▸ Dataset entries:
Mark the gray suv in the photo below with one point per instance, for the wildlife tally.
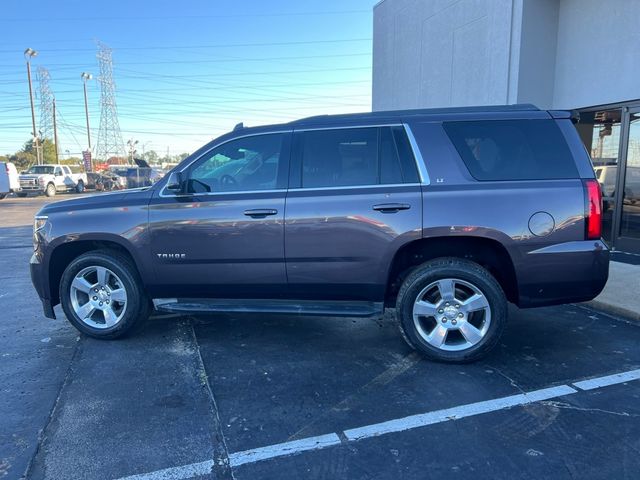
(444, 214)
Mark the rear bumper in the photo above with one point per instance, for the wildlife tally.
(568, 272)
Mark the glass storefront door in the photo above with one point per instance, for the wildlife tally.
(612, 137)
(601, 131)
(629, 197)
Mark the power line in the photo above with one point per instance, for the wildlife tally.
(137, 19)
(223, 45)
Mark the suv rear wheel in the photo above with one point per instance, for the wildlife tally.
(101, 295)
(451, 310)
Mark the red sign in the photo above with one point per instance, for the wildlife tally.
(86, 158)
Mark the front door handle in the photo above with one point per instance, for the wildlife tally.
(391, 207)
(260, 212)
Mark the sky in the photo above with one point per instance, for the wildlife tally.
(185, 71)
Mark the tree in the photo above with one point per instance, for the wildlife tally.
(150, 156)
(48, 149)
(23, 160)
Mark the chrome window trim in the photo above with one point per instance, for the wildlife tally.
(359, 187)
(274, 132)
(207, 194)
(417, 155)
(344, 127)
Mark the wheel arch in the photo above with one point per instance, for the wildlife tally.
(488, 253)
(64, 253)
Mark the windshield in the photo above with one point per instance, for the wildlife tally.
(40, 169)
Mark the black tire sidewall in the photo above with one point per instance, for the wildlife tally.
(463, 270)
(137, 302)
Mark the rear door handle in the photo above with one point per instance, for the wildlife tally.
(391, 207)
(260, 212)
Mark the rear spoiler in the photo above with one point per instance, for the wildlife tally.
(573, 115)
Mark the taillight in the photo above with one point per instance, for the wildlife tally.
(593, 209)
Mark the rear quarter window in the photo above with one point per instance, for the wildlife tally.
(497, 150)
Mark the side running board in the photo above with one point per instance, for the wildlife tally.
(290, 307)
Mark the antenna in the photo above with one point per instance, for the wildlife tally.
(110, 142)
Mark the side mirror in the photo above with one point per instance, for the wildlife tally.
(174, 183)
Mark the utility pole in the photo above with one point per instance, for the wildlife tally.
(132, 149)
(55, 132)
(109, 142)
(28, 54)
(86, 76)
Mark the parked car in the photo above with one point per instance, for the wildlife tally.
(444, 214)
(9, 181)
(104, 181)
(51, 179)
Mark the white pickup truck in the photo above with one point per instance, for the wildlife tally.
(50, 179)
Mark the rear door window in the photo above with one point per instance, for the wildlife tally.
(345, 157)
(512, 149)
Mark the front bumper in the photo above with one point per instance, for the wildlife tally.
(568, 272)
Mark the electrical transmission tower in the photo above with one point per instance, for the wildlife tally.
(46, 104)
(110, 142)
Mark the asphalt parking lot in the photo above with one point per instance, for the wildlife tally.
(284, 397)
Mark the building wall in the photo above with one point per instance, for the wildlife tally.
(441, 53)
(553, 53)
(598, 54)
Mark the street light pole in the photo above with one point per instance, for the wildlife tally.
(86, 76)
(28, 54)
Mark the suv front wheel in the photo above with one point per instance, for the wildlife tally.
(101, 295)
(451, 310)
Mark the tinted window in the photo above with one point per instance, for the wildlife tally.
(512, 149)
(340, 157)
(407, 160)
(250, 163)
(390, 169)
(351, 157)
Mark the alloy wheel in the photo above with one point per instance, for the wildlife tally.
(98, 297)
(451, 314)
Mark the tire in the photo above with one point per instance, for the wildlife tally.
(458, 328)
(50, 191)
(109, 318)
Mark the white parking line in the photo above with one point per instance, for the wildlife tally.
(439, 416)
(282, 449)
(614, 379)
(391, 426)
(176, 473)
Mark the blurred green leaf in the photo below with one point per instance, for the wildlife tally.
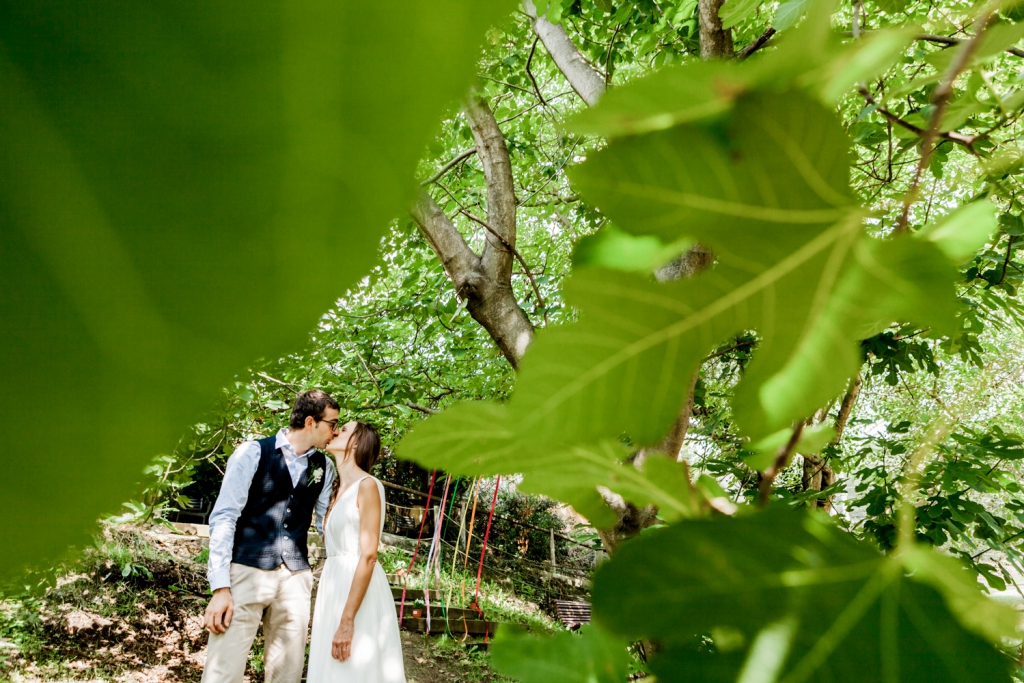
(183, 188)
(964, 231)
(612, 248)
(788, 13)
(847, 612)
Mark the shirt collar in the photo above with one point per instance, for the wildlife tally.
(286, 445)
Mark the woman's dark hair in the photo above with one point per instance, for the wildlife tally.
(310, 403)
(366, 451)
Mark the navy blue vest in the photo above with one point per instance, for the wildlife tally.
(272, 527)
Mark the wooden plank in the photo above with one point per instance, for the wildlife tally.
(572, 613)
(414, 594)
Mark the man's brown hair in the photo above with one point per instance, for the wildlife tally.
(310, 403)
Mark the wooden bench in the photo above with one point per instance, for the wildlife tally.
(572, 614)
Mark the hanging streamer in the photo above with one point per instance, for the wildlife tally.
(419, 537)
(479, 570)
(434, 551)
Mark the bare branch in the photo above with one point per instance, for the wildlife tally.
(940, 98)
(448, 167)
(529, 59)
(757, 44)
(496, 260)
(459, 260)
(421, 409)
(518, 257)
(781, 460)
(716, 42)
(952, 42)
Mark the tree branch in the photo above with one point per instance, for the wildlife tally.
(529, 59)
(757, 44)
(459, 260)
(448, 167)
(296, 391)
(781, 460)
(581, 76)
(518, 257)
(497, 256)
(716, 42)
(421, 409)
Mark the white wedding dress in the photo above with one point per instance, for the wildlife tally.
(376, 653)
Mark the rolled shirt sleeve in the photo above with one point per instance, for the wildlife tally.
(233, 495)
(325, 498)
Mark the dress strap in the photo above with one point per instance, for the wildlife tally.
(355, 483)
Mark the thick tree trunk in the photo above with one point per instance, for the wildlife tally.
(716, 42)
(582, 77)
(483, 281)
(491, 301)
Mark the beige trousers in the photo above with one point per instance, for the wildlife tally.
(280, 599)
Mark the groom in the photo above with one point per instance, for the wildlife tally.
(259, 568)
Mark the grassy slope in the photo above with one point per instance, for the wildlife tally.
(130, 608)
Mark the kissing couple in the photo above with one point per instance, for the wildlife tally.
(259, 567)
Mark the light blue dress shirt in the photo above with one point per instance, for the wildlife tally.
(239, 475)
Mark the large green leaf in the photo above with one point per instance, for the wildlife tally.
(770, 200)
(833, 607)
(768, 196)
(185, 186)
(479, 439)
(588, 656)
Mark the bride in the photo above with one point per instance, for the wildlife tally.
(355, 630)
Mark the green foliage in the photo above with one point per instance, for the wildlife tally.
(828, 605)
(172, 186)
(587, 656)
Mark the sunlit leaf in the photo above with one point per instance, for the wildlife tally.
(854, 614)
(588, 656)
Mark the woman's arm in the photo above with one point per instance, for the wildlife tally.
(370, 532)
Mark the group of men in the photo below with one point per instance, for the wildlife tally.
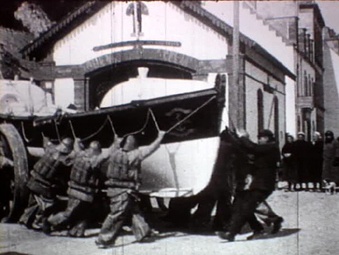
(255, 169)
(314, 162)
(244, 176)
(253, 166)
(122, 181)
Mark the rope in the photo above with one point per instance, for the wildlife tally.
(111, 123)
(188, 116)
(154, 119)
(57, 130)
(142, 129)
(171, 157)
(24, 133)
(97, 132)
(72, 129)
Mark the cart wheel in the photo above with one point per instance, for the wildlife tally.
(13, 148)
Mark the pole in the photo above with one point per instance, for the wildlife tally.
(235, 64)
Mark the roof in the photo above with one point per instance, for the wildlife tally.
(90, 8)
(61, 28)
(316, 9)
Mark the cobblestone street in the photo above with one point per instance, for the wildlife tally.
(310, 227)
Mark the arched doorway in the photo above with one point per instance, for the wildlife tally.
(103, 79)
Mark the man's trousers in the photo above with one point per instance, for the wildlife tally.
(123, 206)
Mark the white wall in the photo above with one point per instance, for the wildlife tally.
(64, 92)
(164, 22)
(255, 29)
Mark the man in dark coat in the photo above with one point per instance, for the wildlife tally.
(259, 184)
(330, 173)
(302, 150)
(44, 182)
(124, 179)
(5, 165)
(317, 158)
(290, 173)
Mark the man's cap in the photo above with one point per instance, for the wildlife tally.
(66, 145)
(266, 133)
(329, 133)
(95, 147)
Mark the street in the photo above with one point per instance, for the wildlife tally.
(310, 227)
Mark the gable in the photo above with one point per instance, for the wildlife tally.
(164, 26)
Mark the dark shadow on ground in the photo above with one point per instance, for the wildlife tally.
(282, 233)
(13, 253)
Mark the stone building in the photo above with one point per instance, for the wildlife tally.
(93, 54)
(331, 80)
(300, 24)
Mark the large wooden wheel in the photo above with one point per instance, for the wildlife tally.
(13, 148)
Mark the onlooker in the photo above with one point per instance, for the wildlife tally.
(259, 184)
(302, 150)
(330, 173)
(317, 161)
(290, 173)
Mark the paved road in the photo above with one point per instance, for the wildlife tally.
(310, 227)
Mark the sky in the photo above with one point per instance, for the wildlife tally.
(330, 12)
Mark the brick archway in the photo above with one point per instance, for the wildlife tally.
(171, 57)
(106, 71)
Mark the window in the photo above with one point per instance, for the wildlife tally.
(260, 110)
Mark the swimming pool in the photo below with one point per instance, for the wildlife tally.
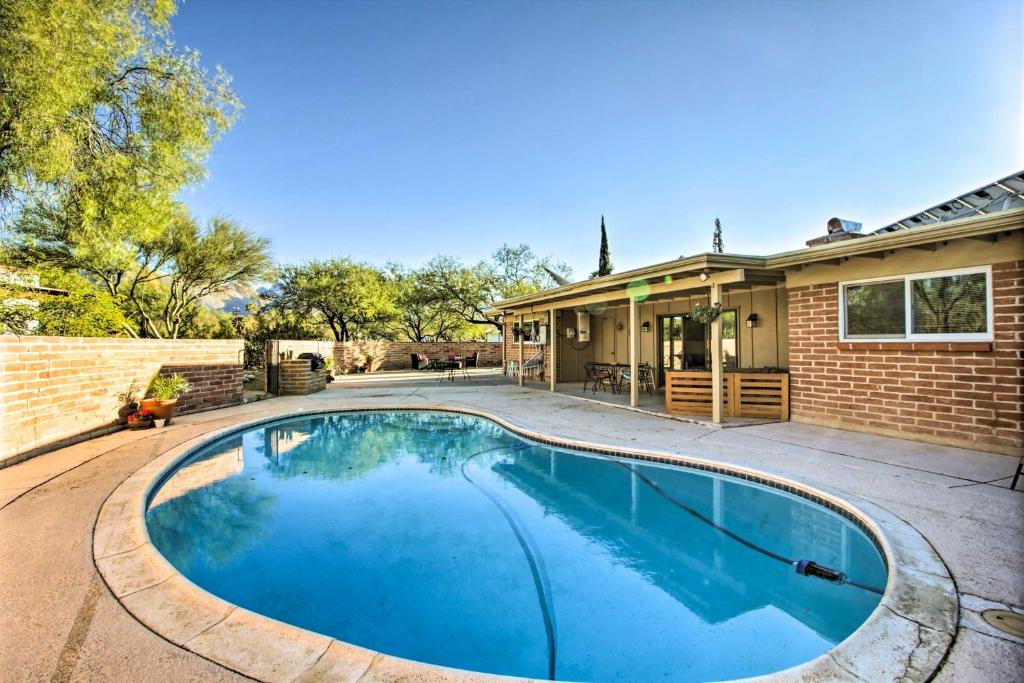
(445, 539)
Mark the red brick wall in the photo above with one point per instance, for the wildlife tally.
(967, 394)
(298, 379)
(394, 355)
(54, 390)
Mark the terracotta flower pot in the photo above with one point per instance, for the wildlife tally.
(161, 409)
(125, 411)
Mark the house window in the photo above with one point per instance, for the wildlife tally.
(949, 305)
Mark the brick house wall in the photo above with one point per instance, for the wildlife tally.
(967, 394)
(393, 355)
(57, 390)
(298, 378)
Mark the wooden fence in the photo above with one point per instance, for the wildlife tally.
(763, 395)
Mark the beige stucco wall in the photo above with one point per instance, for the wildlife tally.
(765, 345)
(955, 254)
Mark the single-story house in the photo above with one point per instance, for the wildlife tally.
(915, 330)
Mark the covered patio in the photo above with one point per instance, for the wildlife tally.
(706, 339)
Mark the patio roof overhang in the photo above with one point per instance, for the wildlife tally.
(732, 270)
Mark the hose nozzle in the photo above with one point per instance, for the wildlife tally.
(809, 568)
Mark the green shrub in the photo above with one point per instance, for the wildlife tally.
(166, 387)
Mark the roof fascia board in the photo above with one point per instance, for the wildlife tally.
(964, 227)
(724, 278)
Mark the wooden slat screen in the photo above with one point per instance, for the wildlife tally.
(743, 394)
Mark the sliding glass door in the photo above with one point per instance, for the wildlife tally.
(685, 344)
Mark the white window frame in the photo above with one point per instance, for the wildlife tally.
(908, 305)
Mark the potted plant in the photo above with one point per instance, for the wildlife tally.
(164, 393)
(702, 313)
(129, 403)
(140, 420)
(371, 359)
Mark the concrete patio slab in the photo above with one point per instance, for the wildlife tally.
(60, 622)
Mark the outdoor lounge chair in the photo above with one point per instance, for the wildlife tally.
(597, 375)
(646, 378)
(532, 365)
(421, 361)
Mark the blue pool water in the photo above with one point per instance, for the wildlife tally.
(445, 539)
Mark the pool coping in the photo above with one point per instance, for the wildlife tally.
(905, 638)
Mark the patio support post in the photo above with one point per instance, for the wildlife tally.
(521, 350)
(553, 343)
(634, 351)
(715, 296)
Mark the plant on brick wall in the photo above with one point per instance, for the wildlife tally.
(169, 387)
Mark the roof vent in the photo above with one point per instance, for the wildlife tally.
(839, 229)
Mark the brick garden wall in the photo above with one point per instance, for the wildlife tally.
(56, 390)
(298, 379)
(966, 394)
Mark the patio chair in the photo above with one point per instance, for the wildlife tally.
(597, 376)
(530, 367)
(645, 375)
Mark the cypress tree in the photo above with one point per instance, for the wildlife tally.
(604, 266)
(717, 246)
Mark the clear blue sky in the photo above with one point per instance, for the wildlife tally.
(396, 130)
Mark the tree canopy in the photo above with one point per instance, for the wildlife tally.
(349, 298)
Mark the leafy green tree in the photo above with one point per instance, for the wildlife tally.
(421, 314)
(717, 246)
(158, 276)
(97, 102)
(203, 262)
(604, 266)
(352, 299)
(469, 291)
(102, 121)
(84, 311)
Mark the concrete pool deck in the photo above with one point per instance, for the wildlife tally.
(60, 622)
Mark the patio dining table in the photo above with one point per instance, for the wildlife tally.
(451, 367)
(616, 370)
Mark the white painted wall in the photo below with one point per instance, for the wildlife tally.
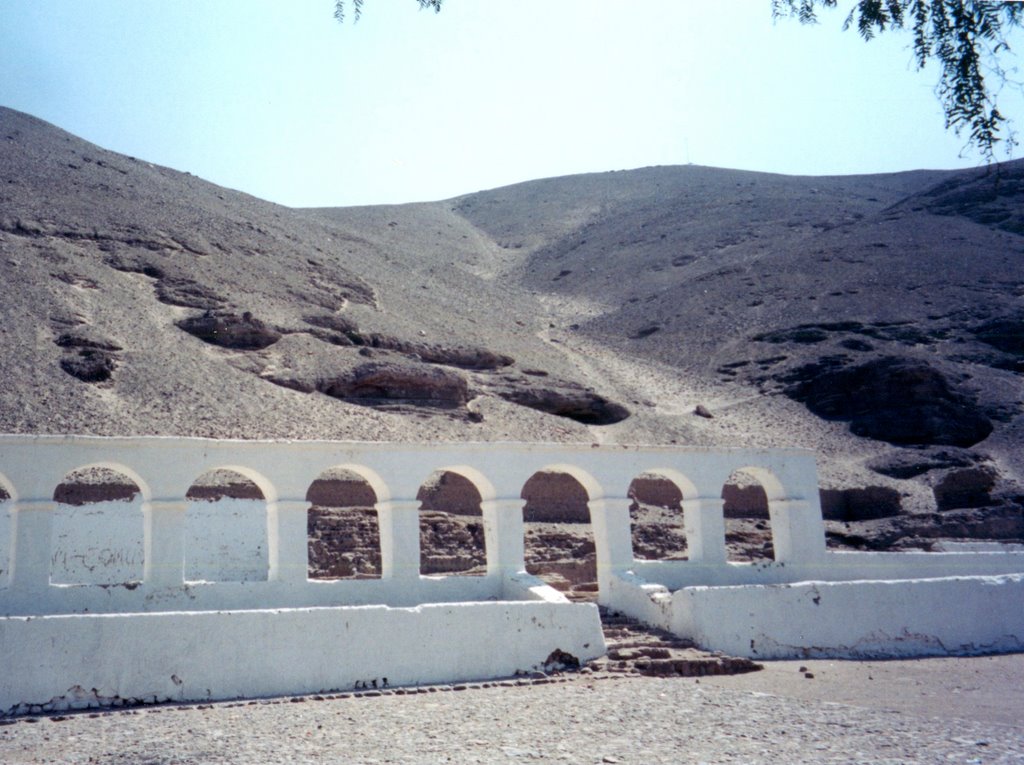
(99, 543)
(5, 540)
(424, 629)
(225, 541)
(856, 620)
(227, 654)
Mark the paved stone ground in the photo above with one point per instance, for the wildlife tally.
(587, 719)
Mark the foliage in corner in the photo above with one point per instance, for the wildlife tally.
(339, 7)
(965, 37)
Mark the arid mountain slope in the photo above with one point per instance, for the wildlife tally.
(875, 319)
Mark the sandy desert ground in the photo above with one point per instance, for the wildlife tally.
(926, 711)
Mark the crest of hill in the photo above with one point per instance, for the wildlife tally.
(601, 307)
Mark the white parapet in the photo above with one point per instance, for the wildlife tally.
(253, 623)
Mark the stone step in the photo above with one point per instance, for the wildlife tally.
(640, 649)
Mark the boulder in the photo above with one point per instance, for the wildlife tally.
(966, 487)
(230, 331)
(378, 383)
(864, 503)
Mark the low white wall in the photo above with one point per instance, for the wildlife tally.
(856, 620)
(98, 660)
(830, 566)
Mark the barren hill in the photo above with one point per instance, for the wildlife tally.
(875, 319)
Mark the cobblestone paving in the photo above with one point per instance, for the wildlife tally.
(585, 720)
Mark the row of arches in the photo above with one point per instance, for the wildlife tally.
(97, 529)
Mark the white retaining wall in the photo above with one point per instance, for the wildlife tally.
(126, 626)
(133, 622)
(856, 620)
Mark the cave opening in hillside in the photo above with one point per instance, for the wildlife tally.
(6, 526)
(452, 538)
(225, 528)
(656, 518)
(559, 543)
(748, 524)
(98, 527)
(343, 526)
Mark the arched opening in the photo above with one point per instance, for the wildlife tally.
(6, 496)
(98, 528)
(451, 525)
(343, 526)
(748, 525)
(559, 545)
(224, 534)
(656, 518)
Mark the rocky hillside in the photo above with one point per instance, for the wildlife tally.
(878, 320)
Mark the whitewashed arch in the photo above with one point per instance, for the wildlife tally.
(119, 467)
(590, 484)
(482, 484)
(371, 476)
(264, 484)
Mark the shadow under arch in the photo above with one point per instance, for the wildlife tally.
(225, 532)
(97, 527)
(589, 482)
(559, 542)
(750, 496)
(343, 535)
(480, 482)
(657, 526)
(7, 492)
(144, 492)
(453, 540)
(264, 484)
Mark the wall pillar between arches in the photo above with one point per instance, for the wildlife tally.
(798, 530)
(612, 538)
(163, 545)
(399, 528)
(504, 536)
(32, 526)
(704, 519)
(288, 541)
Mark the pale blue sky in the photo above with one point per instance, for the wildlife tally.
(278, 99)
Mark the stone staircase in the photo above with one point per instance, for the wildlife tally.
(635, 648)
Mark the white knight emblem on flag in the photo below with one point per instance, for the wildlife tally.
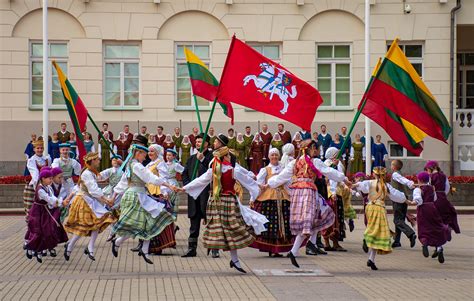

▸ Directions: Which lines in the items above contain the word "plant"? Pick out each one and copy it in full.

▸ Solution to this task:
Mark the potted plant in the photo above with one point per instance, for the wildlife tally.
Mark the plant on brick wall in the photo above with one point per instance, for the wildlife tally.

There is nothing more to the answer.